*** AVAILABLE DATA ***

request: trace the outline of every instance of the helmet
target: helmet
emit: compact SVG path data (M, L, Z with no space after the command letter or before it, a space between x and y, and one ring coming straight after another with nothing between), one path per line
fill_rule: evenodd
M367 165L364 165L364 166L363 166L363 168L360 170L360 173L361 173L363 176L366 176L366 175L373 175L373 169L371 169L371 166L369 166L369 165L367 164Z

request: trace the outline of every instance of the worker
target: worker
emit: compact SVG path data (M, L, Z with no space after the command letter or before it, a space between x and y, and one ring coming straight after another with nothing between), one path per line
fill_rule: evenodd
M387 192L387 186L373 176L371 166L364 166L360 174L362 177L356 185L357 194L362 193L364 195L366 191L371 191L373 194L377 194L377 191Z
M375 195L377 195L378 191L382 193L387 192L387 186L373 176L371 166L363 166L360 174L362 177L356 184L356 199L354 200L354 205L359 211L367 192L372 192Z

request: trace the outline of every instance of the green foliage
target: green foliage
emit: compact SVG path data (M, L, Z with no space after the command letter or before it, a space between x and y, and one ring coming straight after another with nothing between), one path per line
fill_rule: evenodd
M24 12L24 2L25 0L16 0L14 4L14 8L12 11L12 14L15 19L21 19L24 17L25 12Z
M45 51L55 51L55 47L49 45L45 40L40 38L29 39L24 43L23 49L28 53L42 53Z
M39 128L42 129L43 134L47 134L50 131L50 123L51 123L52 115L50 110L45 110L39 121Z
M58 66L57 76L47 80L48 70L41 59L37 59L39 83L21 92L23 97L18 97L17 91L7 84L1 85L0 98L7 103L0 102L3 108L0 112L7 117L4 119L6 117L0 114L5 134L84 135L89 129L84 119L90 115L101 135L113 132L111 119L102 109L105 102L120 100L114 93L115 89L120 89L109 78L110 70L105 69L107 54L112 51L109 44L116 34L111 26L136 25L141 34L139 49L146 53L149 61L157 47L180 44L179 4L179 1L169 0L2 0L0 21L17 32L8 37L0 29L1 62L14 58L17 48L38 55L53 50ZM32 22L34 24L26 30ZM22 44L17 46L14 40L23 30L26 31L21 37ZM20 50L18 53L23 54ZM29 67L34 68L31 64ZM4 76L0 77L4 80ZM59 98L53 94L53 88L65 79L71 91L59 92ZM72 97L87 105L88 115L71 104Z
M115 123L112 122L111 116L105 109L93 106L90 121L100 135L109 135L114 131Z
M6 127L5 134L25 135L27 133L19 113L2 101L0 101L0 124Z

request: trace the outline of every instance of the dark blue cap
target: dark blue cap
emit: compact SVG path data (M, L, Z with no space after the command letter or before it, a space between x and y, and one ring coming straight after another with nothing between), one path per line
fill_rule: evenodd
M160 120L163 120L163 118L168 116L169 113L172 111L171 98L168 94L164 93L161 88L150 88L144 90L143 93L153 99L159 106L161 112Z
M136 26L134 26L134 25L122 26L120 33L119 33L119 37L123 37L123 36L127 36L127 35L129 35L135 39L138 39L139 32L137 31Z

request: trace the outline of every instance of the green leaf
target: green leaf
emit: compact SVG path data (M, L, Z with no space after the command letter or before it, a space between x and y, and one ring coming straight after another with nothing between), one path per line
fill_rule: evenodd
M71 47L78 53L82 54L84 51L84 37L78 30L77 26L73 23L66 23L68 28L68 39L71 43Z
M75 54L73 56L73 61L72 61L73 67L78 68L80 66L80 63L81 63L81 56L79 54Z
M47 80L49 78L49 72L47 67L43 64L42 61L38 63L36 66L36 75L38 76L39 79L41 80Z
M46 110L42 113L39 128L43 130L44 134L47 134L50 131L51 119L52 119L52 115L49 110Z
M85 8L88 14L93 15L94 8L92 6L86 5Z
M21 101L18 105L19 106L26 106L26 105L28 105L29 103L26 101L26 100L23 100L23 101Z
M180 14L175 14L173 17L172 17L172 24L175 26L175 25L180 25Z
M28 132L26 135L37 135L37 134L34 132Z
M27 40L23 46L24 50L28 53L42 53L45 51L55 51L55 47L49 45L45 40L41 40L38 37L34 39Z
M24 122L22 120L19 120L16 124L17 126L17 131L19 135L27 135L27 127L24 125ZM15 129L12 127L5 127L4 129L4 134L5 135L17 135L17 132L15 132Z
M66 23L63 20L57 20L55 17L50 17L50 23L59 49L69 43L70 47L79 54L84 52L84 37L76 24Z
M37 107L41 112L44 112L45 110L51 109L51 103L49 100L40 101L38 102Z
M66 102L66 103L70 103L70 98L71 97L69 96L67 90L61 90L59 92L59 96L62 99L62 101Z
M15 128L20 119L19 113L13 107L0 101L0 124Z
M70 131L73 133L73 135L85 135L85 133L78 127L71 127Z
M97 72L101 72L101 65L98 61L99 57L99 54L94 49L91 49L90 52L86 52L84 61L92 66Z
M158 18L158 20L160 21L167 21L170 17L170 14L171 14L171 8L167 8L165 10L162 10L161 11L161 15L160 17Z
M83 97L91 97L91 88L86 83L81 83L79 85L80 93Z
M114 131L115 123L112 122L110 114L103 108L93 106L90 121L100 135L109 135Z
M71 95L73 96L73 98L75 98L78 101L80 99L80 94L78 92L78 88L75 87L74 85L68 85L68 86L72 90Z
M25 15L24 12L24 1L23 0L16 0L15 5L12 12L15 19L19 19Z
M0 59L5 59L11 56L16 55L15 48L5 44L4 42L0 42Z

*** End of AVAILABLE DATA ***

WHAT IS BEING ASKED: Return exactly the lines that run from the top of the listing above to the line containing "target: helmet", please, keeping both end lines and leaving out everything else.

RESPONSE:
request: trace the outline of every instance of the helmet
target: helmet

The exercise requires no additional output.